• [Input data]
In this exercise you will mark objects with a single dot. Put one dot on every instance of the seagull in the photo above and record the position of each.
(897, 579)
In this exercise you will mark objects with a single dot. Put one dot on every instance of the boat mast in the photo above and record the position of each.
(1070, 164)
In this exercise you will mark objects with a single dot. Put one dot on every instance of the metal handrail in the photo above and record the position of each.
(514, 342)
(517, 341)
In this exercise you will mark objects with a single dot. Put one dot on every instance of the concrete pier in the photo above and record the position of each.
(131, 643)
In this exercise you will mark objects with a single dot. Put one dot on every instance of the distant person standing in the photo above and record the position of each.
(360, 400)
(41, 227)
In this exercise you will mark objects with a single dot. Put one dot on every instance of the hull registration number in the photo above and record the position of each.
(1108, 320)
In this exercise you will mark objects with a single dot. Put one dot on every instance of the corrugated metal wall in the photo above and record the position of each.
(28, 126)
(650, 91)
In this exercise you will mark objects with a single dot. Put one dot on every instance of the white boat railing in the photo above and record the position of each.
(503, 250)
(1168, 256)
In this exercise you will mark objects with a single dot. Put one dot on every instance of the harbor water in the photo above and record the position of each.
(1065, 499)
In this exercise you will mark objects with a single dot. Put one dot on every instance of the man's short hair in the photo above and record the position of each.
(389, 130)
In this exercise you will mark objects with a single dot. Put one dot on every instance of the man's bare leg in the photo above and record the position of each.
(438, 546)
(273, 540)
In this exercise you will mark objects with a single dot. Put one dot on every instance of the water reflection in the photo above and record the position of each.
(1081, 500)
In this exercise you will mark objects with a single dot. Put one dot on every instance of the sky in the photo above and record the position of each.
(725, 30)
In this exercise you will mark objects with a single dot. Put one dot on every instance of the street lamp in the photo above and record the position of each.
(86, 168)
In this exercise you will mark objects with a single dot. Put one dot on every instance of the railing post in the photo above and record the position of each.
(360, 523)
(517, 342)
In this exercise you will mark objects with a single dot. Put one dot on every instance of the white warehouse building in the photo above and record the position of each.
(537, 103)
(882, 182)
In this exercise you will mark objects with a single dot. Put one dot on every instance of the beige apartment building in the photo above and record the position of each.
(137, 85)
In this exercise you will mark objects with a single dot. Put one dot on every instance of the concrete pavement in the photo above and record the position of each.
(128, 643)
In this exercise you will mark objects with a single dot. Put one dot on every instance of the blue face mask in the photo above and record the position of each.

• [Task item] Transcribe the whole listing word for word.

• [Exercise output]
In this exercise you will mark objects with a single dot. Put one dot on every instance of the seagull in the photo above and record the position of each.
(897, 579)
In this exercise you will mark objects with a single dot. Put one dot on every instance of the boat mast in the photo above and record the position of each.
(1070, 164)
In this exercise you will mark objects with a single dot. Put one dot on every instance of the metal handrail in the photo above and record the position of each.
(514, 342)
(517, 341)
In this exercise you will mark objects with a single dot. Put one dot on every instance of the concrete pier in the photo above and record the position of each.
(131, 643)
In this exercise you will mark objects with a single dot. Put one dot on every instance of the distant person standing in the photo above and record the position of each.
(360, 400)
(41, 227)
In this exercise you will mark objects with a single dot. Put one dot on every instance of the hull registration number in the photo above and record the position of each.
(1108, 320)
In this exercise you will mark objects with a single dot. Put one dot on every instance of the corrugated metal wall in the photo above and record the position of each.
(28, 126)
(650, 91)
In this exercise you will mark objects with a single dot. Put one dot on every instance of the white boat railing in the photo above and record the position of each.
(503, 250)
(1168, 256)
In this exercise you will mark objects with a single dot. Put one dot on every instance of the harbor water in the photo above and record the position of each.
(1065, 499)
In this exercise you will mark objects with a single dot. Put one dot on every instance of the man's short hair in the photo above and record the position of each.
(389, 130)
In this exercise you will mark objects with a single dot. Put one dot on every instance of the man's bare leg in the photo above and record the position of each.
(438, 546)
(273, 540)
In this exercise you will mark objects with a single dot. Put one dot on every instance of the water reflection in the photo above and record the position of each.
(1081, 500)
In this exercise you will mark objects with a single dot. Put one dot on every instance of the sky in the photo above and record the position of each.
(725, 30)
In this exercise you will mark objects with a single dot. Put one dot on every instance of the street lamp in the photo above and record the position of each.
(86, 168)
In this exercise you will mark objects with a single dot. Put one dot on every instance of the railing post in the photo above and record the position of each.
(360, 523)
(517, 342)
In this exercise you will mark objects with a single dot. Put one dot on every instance of the white warehouse building in the photo above and record the position of each.
(537, 103)
(882, 182)
In this exercise you will mark objects with a single dot. Put one dot on every instance of the beige apartment building in the photo above and record the position of each.
(137, 85)
In this exercise you will mark objects with a single dot. Put one dot on every instance of the concrete pavement in the photo above and record the position of each.
(128, 643)
In this exercise you will mark objects with a single dot. Put one dot on every instance of the blue face mask in the photo above and record the position of each.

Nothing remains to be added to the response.